## What you should do
Rewrite every row below as a numbered list, leaving out any blank lines.
_ _ _
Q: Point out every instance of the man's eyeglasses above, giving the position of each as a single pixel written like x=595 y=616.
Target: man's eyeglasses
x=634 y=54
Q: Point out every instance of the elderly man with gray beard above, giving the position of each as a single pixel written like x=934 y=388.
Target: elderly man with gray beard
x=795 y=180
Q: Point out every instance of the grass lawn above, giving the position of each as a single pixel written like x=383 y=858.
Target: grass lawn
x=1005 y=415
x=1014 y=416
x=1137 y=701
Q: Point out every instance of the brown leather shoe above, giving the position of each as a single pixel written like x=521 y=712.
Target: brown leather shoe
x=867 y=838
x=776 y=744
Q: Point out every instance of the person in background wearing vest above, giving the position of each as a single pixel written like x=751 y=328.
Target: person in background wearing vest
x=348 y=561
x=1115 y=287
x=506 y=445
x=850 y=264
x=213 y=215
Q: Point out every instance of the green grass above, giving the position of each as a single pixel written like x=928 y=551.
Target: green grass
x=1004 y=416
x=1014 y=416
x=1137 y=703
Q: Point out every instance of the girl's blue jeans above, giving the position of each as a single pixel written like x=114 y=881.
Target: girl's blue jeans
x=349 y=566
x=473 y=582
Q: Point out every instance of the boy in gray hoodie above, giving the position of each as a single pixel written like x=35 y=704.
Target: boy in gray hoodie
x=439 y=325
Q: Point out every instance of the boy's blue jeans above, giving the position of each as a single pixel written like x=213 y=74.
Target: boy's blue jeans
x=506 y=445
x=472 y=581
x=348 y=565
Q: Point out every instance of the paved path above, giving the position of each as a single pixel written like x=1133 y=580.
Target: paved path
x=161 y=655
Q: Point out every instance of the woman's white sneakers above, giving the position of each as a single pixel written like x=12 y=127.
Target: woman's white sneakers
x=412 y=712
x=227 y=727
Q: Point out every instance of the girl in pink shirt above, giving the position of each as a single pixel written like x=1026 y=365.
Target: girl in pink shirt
_ _ _
## Problem solution
1. Q: Point out every instance of the man's eyeglasses above, giving the position of each as a single pixel written like x=595 y=616.
2. Target: man's eyeglasses
3. x=634 y=54
4. Q: Point out every instance of the elderly man with gray beard above, giving the position of each as a single pixel written like x=934 y=388.
5. Target: elderly man with gray beard
6. x=795 y=180
7. Q: Point out every instance of the grass lawn above, giving the position of each as a single pixel written like x=383 y=858.
8. Target: grass lawn
9. x=1005 y=415
10. x=1014 y=416
11. x=1137 y=701
12. Q: Point out every instance of the brown leather shoe above, giving the position of each as a single pixel written like x=521 y=712.
13. Target: brown leather shoe
14. x=867 y=838
15. x=776 y=744
16. Q: Point out every instance of the person in background wearing vest above, giving the position of each as a single pixel written like x=751 y=328.
17. Target: person in background wearing vest
18. x=348 y=561
19. x=1115 y=287
20. x=506 y=445
21. x=850 y=264
22. x=213 y=215
23. Q: Point out every instance of the green grass above, giving the position of each as a single pixel written like x=928 y=551.
24. Target: green grass
25. x=1004 y=416
26. x=1014 y=416
27. x=1137 y=703
28. Q: Point out every instance of the girl's blue jeans above, giving the position of each as a single pixel written like x=114 y=881.
29. Target: girl's blue jeans
30. x=349 y=566
31. x=473 y=582
32. Q: Point out every instance of the boy in gray hoodie above, giving the position of each as a single pixel written like x=35 y=704.
33. Target: boy in gray hoodie
34. x=439 y=325
35. Q: Point out every instance of the boy's blue jeans above, giving the position of each as a single pixel written like x=213 y=74.
36. Target: boy's blue jeans
37. x=506 y=445
38. x=472 y=581
39. x=348 y=565
40. Q: Point out every instance of the paved path above, giving the position of each as a single pixel written like x=1133 y=580.
41. Target: paved path
42. x=161 y=655
43. Q: Point out every instance of the woman's white sneakers above, giving the position of each as a single pixel written like x=12 y=127.
44. Target: woman's white sneakers
45. x=412 y=712
46. x=227 y=727
47. Q: Point out every instance of the girl in pink shirt above, giving the position of each as a single pixel written like x=1026 y=365.
48. Target: girl in pink shirt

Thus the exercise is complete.